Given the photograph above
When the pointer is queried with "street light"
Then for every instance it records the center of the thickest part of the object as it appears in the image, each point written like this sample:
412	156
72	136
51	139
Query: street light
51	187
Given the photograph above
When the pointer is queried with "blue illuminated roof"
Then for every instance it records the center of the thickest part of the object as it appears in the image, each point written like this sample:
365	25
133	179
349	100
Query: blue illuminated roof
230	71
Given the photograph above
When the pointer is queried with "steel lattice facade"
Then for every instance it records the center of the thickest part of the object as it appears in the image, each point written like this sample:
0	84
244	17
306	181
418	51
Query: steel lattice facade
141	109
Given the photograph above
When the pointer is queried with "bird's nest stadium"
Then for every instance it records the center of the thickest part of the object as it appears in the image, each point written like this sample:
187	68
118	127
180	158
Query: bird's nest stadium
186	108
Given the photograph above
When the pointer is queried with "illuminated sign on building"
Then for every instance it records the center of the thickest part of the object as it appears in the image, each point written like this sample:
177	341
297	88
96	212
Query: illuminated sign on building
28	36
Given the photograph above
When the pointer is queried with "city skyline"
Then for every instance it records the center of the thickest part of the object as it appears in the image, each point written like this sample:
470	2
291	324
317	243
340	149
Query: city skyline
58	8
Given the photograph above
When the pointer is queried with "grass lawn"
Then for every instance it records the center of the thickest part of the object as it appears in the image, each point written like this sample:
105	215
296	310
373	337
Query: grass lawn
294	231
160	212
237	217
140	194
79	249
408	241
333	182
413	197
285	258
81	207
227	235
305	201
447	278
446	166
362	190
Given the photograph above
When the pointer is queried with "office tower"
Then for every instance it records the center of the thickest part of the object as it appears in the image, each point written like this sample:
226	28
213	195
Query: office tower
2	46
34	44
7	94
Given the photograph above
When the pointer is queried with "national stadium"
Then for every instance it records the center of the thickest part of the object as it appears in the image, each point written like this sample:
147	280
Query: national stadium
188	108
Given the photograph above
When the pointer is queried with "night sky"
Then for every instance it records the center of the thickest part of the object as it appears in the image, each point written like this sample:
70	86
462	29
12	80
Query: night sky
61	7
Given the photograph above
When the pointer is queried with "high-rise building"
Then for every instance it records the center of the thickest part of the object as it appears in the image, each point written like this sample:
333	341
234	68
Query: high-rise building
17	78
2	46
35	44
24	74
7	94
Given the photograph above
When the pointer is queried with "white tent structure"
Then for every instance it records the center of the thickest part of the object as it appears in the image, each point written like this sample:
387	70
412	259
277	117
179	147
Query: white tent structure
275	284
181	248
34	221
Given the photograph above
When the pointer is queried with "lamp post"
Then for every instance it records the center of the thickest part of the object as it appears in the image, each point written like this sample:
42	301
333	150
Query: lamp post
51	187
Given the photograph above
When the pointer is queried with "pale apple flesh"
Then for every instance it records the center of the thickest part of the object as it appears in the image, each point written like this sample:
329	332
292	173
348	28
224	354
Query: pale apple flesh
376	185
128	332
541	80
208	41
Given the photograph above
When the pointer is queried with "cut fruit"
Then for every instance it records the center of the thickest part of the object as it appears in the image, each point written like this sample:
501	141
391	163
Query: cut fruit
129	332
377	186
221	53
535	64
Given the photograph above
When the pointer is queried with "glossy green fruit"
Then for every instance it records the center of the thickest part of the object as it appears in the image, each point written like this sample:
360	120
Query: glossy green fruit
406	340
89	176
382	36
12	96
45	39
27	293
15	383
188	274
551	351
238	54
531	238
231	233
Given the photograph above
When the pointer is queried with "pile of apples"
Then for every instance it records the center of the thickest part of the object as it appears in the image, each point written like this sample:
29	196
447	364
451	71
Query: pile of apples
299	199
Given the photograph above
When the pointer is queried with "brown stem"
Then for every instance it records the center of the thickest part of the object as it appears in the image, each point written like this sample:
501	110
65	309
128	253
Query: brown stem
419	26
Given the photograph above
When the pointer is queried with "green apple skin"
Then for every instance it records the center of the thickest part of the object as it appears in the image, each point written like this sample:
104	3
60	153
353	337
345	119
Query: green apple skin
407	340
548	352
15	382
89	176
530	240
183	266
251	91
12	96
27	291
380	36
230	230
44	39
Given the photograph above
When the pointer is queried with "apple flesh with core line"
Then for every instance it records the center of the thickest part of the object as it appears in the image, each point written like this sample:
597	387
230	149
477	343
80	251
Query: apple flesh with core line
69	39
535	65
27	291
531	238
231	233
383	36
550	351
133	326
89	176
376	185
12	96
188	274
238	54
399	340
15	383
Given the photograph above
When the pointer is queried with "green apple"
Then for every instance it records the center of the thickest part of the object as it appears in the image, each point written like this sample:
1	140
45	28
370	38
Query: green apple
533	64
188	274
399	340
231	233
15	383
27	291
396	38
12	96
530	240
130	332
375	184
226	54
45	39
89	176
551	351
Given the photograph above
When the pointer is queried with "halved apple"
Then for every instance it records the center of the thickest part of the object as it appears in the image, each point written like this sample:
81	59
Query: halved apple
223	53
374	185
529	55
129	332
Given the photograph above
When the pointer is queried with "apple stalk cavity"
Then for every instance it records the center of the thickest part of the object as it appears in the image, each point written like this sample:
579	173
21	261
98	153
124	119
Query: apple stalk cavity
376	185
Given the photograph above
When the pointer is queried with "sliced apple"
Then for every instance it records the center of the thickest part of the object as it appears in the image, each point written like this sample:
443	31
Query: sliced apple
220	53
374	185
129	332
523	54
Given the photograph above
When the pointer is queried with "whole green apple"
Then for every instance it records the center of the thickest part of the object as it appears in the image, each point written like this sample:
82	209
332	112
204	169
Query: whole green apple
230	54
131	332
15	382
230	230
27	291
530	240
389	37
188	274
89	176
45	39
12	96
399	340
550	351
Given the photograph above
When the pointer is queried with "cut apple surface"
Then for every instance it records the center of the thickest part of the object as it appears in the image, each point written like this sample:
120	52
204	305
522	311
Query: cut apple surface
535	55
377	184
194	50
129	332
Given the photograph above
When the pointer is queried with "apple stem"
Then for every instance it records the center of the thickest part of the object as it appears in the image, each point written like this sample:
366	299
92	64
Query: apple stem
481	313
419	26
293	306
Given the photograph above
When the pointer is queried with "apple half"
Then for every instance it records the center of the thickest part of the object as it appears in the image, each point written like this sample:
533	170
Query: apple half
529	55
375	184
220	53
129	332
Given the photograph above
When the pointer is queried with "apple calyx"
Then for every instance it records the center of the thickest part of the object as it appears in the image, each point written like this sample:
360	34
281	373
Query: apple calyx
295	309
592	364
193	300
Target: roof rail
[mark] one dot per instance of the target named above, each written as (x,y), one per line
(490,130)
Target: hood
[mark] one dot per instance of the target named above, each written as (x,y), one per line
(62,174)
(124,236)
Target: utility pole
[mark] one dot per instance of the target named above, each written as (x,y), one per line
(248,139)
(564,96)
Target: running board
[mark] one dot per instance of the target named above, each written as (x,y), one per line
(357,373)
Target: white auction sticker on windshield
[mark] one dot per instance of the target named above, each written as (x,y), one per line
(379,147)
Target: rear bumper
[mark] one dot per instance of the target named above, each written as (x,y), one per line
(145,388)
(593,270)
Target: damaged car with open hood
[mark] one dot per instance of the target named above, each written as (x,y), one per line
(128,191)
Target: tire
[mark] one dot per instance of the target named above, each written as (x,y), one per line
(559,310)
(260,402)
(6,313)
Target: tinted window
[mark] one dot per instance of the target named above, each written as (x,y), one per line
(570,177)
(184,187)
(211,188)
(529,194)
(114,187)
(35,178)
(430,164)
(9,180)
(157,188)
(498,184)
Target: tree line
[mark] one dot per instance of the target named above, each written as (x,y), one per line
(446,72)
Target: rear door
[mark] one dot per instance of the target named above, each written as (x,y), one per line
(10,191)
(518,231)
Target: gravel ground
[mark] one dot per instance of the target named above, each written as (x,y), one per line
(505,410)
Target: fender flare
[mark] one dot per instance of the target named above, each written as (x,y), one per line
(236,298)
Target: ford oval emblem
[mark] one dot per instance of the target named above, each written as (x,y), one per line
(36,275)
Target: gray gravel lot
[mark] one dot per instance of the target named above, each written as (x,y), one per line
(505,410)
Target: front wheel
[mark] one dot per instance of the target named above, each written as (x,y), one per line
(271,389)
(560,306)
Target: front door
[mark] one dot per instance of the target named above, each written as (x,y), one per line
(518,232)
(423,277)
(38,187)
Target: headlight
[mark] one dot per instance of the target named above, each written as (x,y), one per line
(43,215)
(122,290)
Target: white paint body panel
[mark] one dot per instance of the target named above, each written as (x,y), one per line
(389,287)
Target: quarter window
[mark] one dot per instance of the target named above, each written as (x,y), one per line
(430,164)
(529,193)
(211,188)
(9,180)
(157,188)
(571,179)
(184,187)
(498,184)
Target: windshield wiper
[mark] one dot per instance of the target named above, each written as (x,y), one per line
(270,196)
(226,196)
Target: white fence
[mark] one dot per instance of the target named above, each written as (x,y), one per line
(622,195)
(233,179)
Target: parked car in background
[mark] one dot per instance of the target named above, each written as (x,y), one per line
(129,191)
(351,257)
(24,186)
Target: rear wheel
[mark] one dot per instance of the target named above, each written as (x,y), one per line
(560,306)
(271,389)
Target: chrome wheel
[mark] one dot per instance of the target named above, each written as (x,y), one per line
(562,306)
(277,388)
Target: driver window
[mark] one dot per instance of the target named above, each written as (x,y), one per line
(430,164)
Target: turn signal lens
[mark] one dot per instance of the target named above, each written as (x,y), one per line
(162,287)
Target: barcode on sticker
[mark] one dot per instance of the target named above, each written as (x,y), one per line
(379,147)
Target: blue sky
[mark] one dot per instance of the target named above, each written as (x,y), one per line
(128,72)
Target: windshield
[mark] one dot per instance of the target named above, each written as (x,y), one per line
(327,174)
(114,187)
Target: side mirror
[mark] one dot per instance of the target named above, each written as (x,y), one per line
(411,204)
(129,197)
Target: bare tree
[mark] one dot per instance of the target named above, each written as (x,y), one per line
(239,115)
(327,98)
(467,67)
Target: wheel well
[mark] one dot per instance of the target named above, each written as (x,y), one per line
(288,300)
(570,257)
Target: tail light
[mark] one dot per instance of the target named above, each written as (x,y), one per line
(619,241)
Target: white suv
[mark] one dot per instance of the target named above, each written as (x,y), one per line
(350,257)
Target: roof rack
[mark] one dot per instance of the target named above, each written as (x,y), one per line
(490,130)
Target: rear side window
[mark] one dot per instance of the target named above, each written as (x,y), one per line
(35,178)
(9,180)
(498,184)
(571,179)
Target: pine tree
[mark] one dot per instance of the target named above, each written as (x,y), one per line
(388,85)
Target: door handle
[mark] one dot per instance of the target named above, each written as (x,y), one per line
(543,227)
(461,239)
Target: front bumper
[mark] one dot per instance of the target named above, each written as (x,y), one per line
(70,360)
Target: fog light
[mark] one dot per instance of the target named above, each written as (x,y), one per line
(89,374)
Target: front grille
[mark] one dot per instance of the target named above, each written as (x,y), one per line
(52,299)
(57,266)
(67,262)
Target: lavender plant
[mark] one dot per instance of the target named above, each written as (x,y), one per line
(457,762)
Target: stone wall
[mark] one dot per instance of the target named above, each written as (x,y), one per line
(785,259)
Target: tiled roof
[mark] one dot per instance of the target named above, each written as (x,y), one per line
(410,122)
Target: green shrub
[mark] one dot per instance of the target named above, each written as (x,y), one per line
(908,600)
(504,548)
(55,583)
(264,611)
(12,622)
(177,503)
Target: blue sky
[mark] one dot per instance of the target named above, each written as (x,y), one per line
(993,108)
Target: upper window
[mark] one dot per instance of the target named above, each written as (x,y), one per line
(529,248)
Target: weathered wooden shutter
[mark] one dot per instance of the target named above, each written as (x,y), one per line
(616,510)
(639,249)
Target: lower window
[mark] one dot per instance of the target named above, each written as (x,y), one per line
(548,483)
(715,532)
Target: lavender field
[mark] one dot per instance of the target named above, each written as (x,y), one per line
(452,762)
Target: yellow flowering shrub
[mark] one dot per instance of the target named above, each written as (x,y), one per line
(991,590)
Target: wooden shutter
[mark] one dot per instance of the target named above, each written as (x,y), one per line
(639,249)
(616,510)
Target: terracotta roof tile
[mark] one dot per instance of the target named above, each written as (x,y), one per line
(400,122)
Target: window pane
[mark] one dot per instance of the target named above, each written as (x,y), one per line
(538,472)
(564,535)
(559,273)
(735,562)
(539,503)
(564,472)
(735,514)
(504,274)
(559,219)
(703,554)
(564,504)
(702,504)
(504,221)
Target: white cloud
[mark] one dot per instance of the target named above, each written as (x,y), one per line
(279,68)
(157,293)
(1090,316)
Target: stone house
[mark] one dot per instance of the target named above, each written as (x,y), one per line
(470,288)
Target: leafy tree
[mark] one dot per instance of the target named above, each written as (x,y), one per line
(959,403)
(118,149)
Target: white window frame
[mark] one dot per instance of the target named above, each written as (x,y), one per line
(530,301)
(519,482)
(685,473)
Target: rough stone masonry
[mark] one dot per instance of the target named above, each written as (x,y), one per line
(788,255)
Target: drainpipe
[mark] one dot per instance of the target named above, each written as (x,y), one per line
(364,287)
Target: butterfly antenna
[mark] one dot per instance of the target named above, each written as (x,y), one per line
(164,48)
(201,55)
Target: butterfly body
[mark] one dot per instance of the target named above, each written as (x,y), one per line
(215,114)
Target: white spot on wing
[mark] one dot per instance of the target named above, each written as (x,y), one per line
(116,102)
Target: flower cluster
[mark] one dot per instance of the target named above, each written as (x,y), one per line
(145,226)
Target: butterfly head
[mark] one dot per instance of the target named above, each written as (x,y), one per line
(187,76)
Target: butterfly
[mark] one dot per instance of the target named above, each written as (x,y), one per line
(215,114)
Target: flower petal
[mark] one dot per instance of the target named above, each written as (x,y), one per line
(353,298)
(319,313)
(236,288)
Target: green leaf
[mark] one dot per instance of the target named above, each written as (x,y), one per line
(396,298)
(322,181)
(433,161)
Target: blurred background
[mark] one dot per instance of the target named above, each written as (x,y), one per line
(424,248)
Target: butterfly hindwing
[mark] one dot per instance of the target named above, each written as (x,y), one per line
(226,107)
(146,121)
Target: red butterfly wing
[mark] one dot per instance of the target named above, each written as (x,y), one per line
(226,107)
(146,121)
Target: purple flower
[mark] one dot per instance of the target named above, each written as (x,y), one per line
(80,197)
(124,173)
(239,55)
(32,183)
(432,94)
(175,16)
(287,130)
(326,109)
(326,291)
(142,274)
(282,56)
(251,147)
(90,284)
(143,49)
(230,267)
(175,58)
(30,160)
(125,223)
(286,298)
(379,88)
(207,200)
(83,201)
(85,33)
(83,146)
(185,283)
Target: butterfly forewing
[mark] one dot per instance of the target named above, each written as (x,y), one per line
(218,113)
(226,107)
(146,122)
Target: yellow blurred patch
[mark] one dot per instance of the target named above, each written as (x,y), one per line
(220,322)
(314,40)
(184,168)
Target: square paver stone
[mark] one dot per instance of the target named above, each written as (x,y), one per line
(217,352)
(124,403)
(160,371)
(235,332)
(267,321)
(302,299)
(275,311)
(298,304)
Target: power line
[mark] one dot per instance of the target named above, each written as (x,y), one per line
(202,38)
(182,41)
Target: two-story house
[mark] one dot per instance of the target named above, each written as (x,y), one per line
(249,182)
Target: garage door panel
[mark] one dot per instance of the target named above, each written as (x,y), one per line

• TO DO:
Which lines in the material above include the string "bumper"? Pull them out.

• RESPONSE:
Target: rear bumper
Target: front bumper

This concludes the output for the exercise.